STORED DATA »
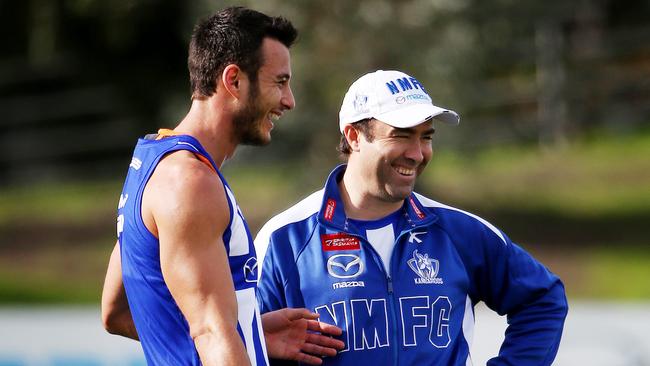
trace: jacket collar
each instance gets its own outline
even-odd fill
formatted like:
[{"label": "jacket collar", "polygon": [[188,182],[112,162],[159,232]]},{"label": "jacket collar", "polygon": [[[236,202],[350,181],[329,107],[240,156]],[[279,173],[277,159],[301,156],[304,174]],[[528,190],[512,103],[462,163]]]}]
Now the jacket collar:
[{"label": "jacket collar", "polygon": [[[330,226],[341,231],[349,231],[348,217],[345,215],[345,207],[343,207],[338,186],[338,183],[343,179],[346,167],[346,164],[337,166],[327,177],[323,190],[323,201],[318,211],[318,222],[321,225]],[[433,210],[423,206],[412,192],[404,200],[402,210],[406,213],[406,218],[411,227],[428,225],[438,219]]]}]

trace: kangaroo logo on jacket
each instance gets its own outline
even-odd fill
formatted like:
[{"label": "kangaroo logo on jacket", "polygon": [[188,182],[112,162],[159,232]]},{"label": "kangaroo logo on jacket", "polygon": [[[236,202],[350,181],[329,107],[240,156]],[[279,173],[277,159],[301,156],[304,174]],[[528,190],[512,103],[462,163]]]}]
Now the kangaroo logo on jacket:
[{"label": "kangaroo logo on jacket", "polygon": [[442,278],[438,278],[438,270],[440,270],[440,262],[437,259],[429,258],[429,254],[418,253],[418,250],[413,251],[413,258],[407,261],[409,267],[418,275],[415,279],[417,285],[436,284],[442,285]]}]

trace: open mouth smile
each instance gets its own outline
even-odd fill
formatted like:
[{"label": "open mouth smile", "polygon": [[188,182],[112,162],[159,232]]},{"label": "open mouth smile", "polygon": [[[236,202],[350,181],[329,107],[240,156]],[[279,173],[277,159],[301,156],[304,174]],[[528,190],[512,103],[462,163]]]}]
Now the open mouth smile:
[{"label": "open mouth smile", "polygon": [[415,169],[412,168],[405,168],[405,167],[394,167],[395,171],[399,173],[400,175],[404,175],[407,177],[415,175]]}]

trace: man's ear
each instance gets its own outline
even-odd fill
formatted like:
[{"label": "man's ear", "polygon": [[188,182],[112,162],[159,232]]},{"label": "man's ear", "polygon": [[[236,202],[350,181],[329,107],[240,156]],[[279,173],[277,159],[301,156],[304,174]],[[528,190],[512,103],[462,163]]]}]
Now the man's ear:
[{"label": "man's ear", "polygon": [[224,89],[235,99],[239,99],[242,95],[244,80],[247,80],[246,74],[235,64],[226,66],[221,73]]},{"label": "man's ear", "polygon": [[359,130],[354,128],[352,124],[347,124],[343,127],[343,136],[345,136],[352,151],[359,151],[359,140],[362,138]]}]

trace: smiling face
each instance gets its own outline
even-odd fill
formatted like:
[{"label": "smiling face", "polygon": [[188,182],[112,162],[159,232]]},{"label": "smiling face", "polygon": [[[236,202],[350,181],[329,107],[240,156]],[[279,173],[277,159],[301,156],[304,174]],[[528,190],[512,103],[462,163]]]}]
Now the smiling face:
[{"label": "smiling face", "polygon": [[296,104],[289,86],[289,49],[275,39],[265,38],[260,54],[262,65],[257,81],[249,83],[246,103],[233,117],[235,139],[241,144],[266,145],[271,142],[273,121]]},{"label": "smiling face", "polygon": [[411,128],[395,128],[378,120],[371,123],[373,138],[362,134],[349,164],[361,172],[368,197],[401,202],[413,192],[416,178],[431,160],[432,122]]}]

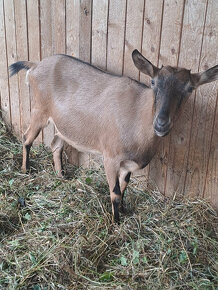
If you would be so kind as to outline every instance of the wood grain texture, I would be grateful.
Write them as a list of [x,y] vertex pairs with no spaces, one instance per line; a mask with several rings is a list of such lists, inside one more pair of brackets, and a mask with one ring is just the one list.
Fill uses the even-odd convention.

YOUR INSTRUCTIONS » Please print the records above once more, word for word, omitting all pictures.

ANSWER FOR THIS EXERCISE »
trace: jacket collar
each instance gets its own outline
even-odd fill
formatted like:
[{"label": "jacket collar", "polygon": [[188,182],[112,162],[159,232]]},{"label": "jacket collar", "polygon": [[[236,202],[350,181],[329,107],[240,156]],[[279,173],[277,159],[301,156],[304,174]],[[528,190],[512,103],[462,163]]]}]
Now the jacket collar:
[{"label": "jacket collar", "polygon": [[[330,226],[341,231],[349,231],[348,217],[345,215],[345,207],[343,207],[338,186],[338,183],[343,179],[346,167],[346,164],[337,166],[327,177],[323,190],[323,201],[318,211],[318,222],[321,225]],[[433,210],[423,206],[412,192],[404,200],[402,210],[406,213],[406,218],[411,227],[428,225],[438,219]]]}]

trace: kangaroo logo on jacket
each instance gets its own outline
even-odd fill
formatted like:
[{"label": "kangaroo logo on jacket", "polygon": [[188,182],[112,162],[159,232]]},{"label": "kangaroo logo on jacket", "polygon": [[[236,202],[350,181],[329,107],[240,156]],[[279,173],[277,159],[301,156],[304,174]],[[528,190],[512,103],[462,163]]]}]
Now the kangaroo logo on jacket:
[{"label": "kangaroo logo on jacket", "polygon": [[442,278],[438,278],[438,270],[440,270],[440,262],[437,259],[429,258],[429,254],[418,253],[418,250],[413,251],[413,258],[407,261],[409,267],[418,275],[415,279],[417,285],[436,284],[442,285]]}]

trace: open mouth smile
each instance gets its own outline
even-odd fill
formatted like:
[{"label": "open mouth smile", "polygon": [[188,182],[112,162],[159,232]]},{"label": "open mouth smile", "polygon": [[[236,202],[350,181],[329,107],[240,156]],[[279,173],[277,159],[301,156],[304,174]],[[528,190],[512,103],[462,163]]]}]
Now the open mouth smile:
[{"label": "open mouth smile", "polygon": [[415,169],[412,168],[405,168],[405,167],[394,167],[395,171],[399,173],[400,175],[404,175],[407,177],[415,175]]}]

trace: man's ear
each instance gets its own outline
even-odd fill
formatted like:
[{"label": "man's ear", "polygon": [[188,182],[112,162],[159,232]]},{"label": "man's ear", "polygon": [[[236,202],[350,181],[329,107],[240,156]],[[279,173],[277,159],[301,156],[304,174]],[[528,190],[512,103],[462,163]]]}]
Now the man's ear:
[{"label": "man's ear", "polygon": [[224,89],[235,99],[239,99],[242,95],[244,80],[247,80],[246,74],[235,64],[226,66],[221,73]]},{"label": "man's ear", "polygon": [[359,130],[354,128],[352,124],[347,124],[343,127],[343,136],[345,136],[352,151],[359,151],[359,140],[362,138]]}]

trace: smiling face
each instance gets its own outline
even-odd fill
formatted like:
[{"label": "smiling face", "polygon": [[188,182],[112,162],[159,232]]},{"label": "smiling face", "polygon": [[[236,202],[350,181],[329,107],[240,156]],[[279,173],[277,159],[301,156],[304,174]],[[528,190],[512,103],[462,163]]]}]
Now the smiling face:
[{"label": "smiling face", "polygon": [[296,104],[289,86],[289,49],[275,39],[265,38],[260,54],[262,65],[257,81],[249,83],[246,103],[233,117],[235,139],[241,144],[266,145],[271,142],[273,121]]},{"label": "smiling face", "polygon": [[411,128],[395,128],[378,120],[371,123],[373,138],[362,134],[349,164],[361,172],[368,197],[401,202],[413,192],[416,178],[431,160],[432,122]]}]

If you would be so kind as to outline every instance of the wood grain texture, I would be grateful.
Write them as a list of [x,y] vertex pairs with no spaces, one instance per line; a mask with several rings is a list of such lists, inside one more pair of brackets, and a mask with one ring is just the one list.
Fill uses the even-odd convention.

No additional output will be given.